▶ Exercise passage:
━━━━
Police Bodycam Footage Of Jamee Johnson Shooting in Jacksonville, Florida
** (Disclaimer: This video content is intended for educational and informational purposes only) **
Jacksonville, Florida — The State Attorney’s Office Fourth Judicial Circuit of Florida in Duval County has released its report and body camera video from the investigation into the officer-involved shooting of former FAMU student Jamee Johnson. The SAO has determined that the officer who shot Jamee Johnson back in December 2019 was justified in his use of force.
The officer-involved shooting took place at approximately 5:00 p.m. on December 14, 2019. On this date, Jacksonville Sheriff’s Office (“JSO”) Officer Josue Garriga (“Officer Garriga”) was deployed as part of a JSO initiative aimed at reducing violent crime. While working on this deployment initiative, Officer Garriga conducted a traffic stop of Jamee Johnson (“Johnson”) for driving without a seatbelt, a violation of Florida Statute section 316.614(4). After pulling Johnson over, Officer Garriga observed a strong odor of marijuana coming from Johnson’s car. Officer Garriga immediately noted that Johnson was nervous and making furtive movements. Officer Garriga asked Johnson to stop moving erratically and provide him with his identification. An inquiry pursuant to the traffic stop followed.
Officer Garriga asked whether Johnson had “anything” in his car, a routine question aimed at both officer safety and crime intervention. When Johnson offered that he had a firearm in the car, Officer Garriga asked Johnson to step out of his car. As Johnson stepped out of his car, Officer Garriga noted that Johnson had marijuana flakes on his shirt. Officer Garriga posed a series of questions to Johnson regarding the smell of marijuana and the marijuana flakes on his shirt. Johnson explained that the flakes were hemp. Officer Garriga next questioned Johnson about the firearm in the car. Johnson admitted that he did not have a concealed weapons permit and further explained that the firearm was not secured as required by law.
Officer Garriga asked that Johnson sit in the back of his patrol car while he obtained Johnson’s receipt for the firearm. Inexplicably, and for reasons we can only speculate, Johnson shoved Officer Garriga in the chest and jumped headfirst into his car toward the very gun he had just described to Officer Garriga. Officer Garriga dove after Johnson to prevent him from accessing the gun. During the struggle, Johnson placed the car in drive and crashed through a fence into a nearby yard, dragging Officer Garriga along the way. While Officer Garriga was inside the car struggling with Johnson, the struggle turned deadly when Johnson grasped his gun and lifted the gun toward Officer Garriga’s face. Officer Garriga immediately tried to hide behind Johnson’s head, to avoid being shot.
Officer Garriga pushed himself out of the car and, believing Johnson was armed, fired until Johnson no longer posed a threat. Johnson suffered multiple gunshot wounds and fell to the ground outside the car. Officer Garriga contemporaneously, and without time for reflection, told his backup officer, Officer Kristopher Graham, that Johnson “tried to grab his gun on me.” Johnson immediately responded, “I’m ready to give up.” Officer Garriga yelled at Johnson: “Don’t grab the gun.” Johnson immediately responded, “My hands are off it.” Officer Garriga and Officer Graham commanded Johnson not to move and continued to yell at Johnson, asking where the gun was located. Johnson replied, “It’s in the car...” Johnson’s admissions corroborated Officer Garriga’s recount that he was fighting Johnson for the gun.
Johnson suffered the following four gunshot wounds during the incident: a gunshot wound to the left side of the chest; a gunshot wound to the left side of the back; a gunshot wound on the posterior aspect of the right elbow; and a gunshot wound on the anterior and lateral aspects of the right hip. Johnson was transported to the hospital where he died in surgery from his wounds. The two gunshot wounds to the torso caused Johnson’s death. After thorough investigation, The State Attorney’s Office renders the legal opinion that Officer Garriga’s actions were lawful and justified as defined in applicable Florida law. They reached this opinion after a comprehensive review of the evidence and the consultation of an independent expert in the field of policing, including the use of force, police tactics, body-worn camera usage, and industry practices and standards.
━━━━
▶ Excerpted records:
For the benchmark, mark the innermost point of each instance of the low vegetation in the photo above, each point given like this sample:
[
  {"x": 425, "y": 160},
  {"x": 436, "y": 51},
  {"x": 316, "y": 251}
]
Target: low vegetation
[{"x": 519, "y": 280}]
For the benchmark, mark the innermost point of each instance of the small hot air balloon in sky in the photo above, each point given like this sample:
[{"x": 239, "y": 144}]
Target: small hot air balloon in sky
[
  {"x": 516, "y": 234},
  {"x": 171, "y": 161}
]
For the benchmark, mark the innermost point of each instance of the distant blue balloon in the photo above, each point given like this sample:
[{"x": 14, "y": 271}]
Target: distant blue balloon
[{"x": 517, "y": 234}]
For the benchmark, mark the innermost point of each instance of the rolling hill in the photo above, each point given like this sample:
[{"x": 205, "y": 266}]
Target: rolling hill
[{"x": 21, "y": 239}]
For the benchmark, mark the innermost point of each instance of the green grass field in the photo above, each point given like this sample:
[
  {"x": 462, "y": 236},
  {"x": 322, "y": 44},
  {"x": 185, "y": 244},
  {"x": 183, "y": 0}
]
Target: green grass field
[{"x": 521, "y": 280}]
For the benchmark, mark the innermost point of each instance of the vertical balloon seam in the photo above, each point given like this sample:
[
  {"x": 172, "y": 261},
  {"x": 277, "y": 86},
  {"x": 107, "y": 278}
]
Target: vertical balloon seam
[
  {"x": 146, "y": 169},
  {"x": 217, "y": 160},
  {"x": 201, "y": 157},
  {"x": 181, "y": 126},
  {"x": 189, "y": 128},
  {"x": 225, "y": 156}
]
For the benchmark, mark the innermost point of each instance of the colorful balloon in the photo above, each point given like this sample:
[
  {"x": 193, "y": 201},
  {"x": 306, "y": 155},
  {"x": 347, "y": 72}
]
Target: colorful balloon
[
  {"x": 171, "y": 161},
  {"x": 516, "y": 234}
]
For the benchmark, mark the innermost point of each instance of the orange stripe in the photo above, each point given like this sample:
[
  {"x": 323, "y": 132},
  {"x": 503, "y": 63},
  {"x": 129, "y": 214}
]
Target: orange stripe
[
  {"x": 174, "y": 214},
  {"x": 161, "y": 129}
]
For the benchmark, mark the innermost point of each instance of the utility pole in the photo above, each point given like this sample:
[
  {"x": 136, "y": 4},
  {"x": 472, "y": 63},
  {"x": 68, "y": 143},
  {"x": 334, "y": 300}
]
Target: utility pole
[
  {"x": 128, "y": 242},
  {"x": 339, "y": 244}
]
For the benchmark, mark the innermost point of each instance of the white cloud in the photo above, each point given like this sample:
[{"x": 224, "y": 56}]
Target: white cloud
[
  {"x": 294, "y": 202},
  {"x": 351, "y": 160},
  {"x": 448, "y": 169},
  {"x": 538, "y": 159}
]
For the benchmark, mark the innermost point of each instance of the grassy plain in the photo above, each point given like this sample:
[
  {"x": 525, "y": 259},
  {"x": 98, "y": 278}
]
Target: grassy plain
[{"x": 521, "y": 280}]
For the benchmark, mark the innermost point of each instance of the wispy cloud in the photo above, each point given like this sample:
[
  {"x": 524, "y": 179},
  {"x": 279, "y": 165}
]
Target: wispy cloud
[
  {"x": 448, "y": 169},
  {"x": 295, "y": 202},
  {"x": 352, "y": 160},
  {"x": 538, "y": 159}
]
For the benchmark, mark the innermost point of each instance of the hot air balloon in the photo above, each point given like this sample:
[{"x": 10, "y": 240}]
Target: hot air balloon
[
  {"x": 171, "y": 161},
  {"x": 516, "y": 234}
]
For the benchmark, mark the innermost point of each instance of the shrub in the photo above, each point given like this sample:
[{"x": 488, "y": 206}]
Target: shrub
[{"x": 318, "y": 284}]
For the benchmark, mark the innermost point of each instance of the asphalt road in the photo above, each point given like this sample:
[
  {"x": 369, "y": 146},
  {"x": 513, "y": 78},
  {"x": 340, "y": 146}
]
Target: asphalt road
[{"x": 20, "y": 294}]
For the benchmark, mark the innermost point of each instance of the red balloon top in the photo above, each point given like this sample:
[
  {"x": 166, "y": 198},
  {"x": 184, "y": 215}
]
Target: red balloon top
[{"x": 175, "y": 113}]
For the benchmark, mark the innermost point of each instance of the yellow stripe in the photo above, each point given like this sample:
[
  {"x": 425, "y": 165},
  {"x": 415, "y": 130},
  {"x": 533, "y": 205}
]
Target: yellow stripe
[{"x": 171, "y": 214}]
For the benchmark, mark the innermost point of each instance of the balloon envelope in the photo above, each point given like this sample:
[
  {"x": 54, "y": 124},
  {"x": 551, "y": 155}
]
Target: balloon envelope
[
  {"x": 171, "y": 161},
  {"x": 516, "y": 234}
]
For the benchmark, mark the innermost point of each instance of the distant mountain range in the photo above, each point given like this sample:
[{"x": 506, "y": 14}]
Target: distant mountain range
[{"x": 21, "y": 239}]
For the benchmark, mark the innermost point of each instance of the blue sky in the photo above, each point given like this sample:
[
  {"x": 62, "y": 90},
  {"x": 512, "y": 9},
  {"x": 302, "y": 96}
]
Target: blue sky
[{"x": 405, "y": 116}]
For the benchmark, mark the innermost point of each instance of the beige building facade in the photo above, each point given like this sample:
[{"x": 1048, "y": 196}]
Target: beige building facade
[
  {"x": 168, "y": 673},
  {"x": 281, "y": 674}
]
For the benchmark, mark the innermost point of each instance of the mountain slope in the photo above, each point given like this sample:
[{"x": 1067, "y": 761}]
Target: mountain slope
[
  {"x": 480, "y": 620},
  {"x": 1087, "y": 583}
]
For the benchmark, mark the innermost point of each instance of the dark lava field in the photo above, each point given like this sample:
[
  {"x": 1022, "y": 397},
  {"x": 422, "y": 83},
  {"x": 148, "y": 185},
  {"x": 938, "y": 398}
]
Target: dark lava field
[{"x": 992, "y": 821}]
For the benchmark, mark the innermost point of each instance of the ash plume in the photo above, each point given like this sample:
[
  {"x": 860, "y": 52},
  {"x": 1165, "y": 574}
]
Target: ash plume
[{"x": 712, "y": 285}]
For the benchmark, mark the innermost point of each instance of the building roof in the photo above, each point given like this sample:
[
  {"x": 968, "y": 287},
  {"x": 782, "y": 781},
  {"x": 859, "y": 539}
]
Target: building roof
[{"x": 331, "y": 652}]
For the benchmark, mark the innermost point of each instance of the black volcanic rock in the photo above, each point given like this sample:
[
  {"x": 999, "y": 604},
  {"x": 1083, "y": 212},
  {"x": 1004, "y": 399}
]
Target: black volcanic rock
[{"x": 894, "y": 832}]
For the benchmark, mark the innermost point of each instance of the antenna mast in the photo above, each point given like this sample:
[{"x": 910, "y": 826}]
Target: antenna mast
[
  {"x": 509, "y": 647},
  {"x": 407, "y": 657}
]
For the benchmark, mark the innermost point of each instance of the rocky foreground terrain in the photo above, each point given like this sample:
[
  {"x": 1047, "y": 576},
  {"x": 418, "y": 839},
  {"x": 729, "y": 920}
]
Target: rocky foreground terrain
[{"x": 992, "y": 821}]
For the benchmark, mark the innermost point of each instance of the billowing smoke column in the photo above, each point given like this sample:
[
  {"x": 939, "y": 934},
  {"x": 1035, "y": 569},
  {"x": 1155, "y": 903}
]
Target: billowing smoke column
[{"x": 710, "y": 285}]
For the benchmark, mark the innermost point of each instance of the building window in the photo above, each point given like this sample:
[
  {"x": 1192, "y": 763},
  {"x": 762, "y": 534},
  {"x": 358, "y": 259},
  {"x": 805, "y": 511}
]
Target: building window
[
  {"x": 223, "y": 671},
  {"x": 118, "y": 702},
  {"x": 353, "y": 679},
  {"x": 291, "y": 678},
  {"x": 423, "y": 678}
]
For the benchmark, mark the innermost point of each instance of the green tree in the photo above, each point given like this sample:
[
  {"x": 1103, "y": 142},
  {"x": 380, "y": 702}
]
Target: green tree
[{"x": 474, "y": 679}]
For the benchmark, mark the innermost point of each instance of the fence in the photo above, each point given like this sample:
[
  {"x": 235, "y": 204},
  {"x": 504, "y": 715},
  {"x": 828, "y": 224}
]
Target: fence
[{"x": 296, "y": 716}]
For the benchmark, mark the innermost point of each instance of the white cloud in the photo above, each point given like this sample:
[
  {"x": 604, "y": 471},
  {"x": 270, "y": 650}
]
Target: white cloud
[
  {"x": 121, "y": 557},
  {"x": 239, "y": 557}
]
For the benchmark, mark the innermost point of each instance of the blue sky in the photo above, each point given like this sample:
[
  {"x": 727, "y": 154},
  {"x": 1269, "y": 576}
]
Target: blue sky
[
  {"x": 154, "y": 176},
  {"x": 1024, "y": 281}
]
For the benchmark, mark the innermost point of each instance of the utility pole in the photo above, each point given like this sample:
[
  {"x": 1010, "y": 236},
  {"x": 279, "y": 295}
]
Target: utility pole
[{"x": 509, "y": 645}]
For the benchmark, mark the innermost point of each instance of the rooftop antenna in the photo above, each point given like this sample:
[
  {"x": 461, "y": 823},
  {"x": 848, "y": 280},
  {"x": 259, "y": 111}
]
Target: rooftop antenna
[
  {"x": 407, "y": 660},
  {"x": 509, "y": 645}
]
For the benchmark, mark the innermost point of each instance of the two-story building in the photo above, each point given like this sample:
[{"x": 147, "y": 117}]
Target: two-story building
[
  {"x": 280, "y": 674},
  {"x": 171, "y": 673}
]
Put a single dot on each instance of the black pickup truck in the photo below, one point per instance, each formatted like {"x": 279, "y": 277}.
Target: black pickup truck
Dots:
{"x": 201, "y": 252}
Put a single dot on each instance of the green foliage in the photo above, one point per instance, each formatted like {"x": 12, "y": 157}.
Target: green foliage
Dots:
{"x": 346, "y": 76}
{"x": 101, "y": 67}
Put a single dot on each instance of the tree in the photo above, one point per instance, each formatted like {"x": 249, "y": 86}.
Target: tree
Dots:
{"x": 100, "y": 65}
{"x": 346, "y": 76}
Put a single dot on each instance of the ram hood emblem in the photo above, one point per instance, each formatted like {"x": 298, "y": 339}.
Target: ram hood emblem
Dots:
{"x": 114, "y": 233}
━━━━
▶ Actions to take:
[a] Do these statements agree with the report on the Jamee Johnson shooting? For each, answer yes or no and quote the words from the report that decide it.
(i) Officer Garriga pulled Johnson over for speeding.
(ii) Johnson told the officer he had a concealed weapons permit.
(iii) Johnson died during surgery at the hospital.
[b] According to the report on the Jamee Johnson shooting, why did Officer Garriga ask whether Johnson had "anything" in his car?

▶ Responses in order:
[a]
(i) No: "conducted a traffic stop of Jamee Johnson ("Johnson") for driving without a seatbelt"
(ii) No: "Johnson admitted that he did not have a concealed weapons permit"
(iii) Yes: "Johnson was transported to the hospital where he died in surgery from his wounds."

[b] It was a routine question. The report says it is meant both to keep the officer safe and to help stop crime.